Reading passage —
BEGIN

# AFAW 13’ BEACH For Sale



## Fishbreath

Anyfish Anywhere 13’ 6-8oz Beach in excellent condition. Fuji reel seat and guides. Local delivery/meetup Or you pay shipping.

Beautiful rod just in time for Fall red drum fishing. $300.


----------



## Rich60

Where are you located ?


----------



## Fishbreath

Rich60 said:


> Where are you located ?


Alexandria, Va.


----------



## Fishbreath

Bump! I’m shocked this hasn’t sold.


----------



## Sandcrab

I had a hard time selling my 14' Big Beach...


----------



## Peixaria

I'm interested, Are you making a trip to OBX anytime soon? I think I would want to throw it first. Whats the difference between this 13 ft and the 13 ftr with the reducer?


----------



## Fishbreath

Peixaria said:


> I'm interested, Are you making a trip to OBX anytime soon? I think I would want to throw it first. Whats the difference between this 13 ft and the 13 ftr with the reducer?


Where are you at? I’ll be making a trip to Carolina the last week of October to fish Harkers Island. I could possibly meet you somewhere.

The reducer is an extension to a beachcasting rod butt used when casting with the reel low on the butt to aid retrieve. Back in the 80ties Reducers became popular for low reel casters. They were factroy made made for the most part. Although some people used homemade plugs, Most of the rods back then were quite large and hard to get your hand around, and holding the spool was tuff. They were also a great way to increase the overall length of tournamet rods.


----------



## Peixaria

I am in Buxton, Possibly a meet depending on how you get to Harkers. I see that the reel seat on your rod is fixed from the factory. There is a 3 piece version of same rod on Ebay currently that has the reducer, but no reel seat. I am also looking for something that might be able to be shortened just a bit without a major overhaul. How far is the stripper guide from the butt of your rod? How far is the center of reel seat from the butt? Thanx


----------



## Fishbreath

Hey Peix, here are the measurements I took:

Butt to center of reel seat (CRS) - 30”
CRS to first guide - 36.5

My personal opinion is that this rod is in excellent shape and a fantastic casting rod just as it is and I wouldn’t cut it. The reason I’m selling it is I have there other custom heavers and really never use this.

I could meet you at the Cedar Island ferry station if you’re still interested or you can pay the shipping. Let me know.


----------



## Peixaria

Appreciate the info. I am going to pass for now.


----------

END

Given task —
List the usernames of everyone who posted in the rod-sale thread. Rely only on the rod-sale thread above.

Given data —
BEGIN

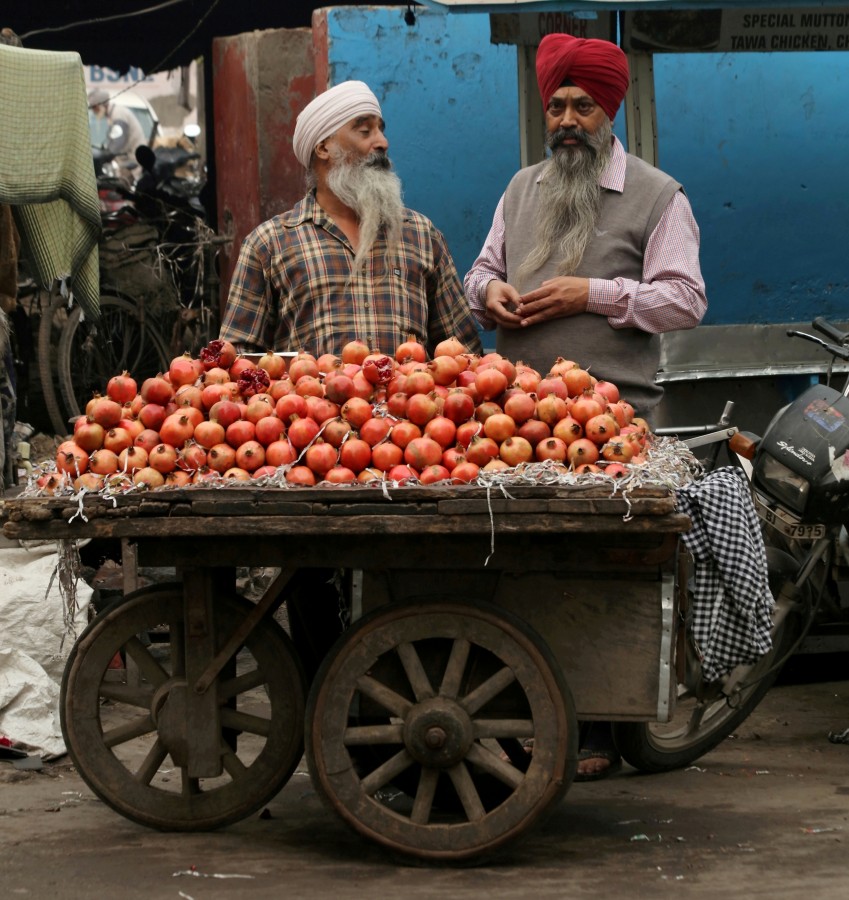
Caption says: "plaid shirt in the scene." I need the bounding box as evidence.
[220,191,481,354]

END

Reply to the exercise —
Fishbreath, Rich60, Sandcrab, Peixaria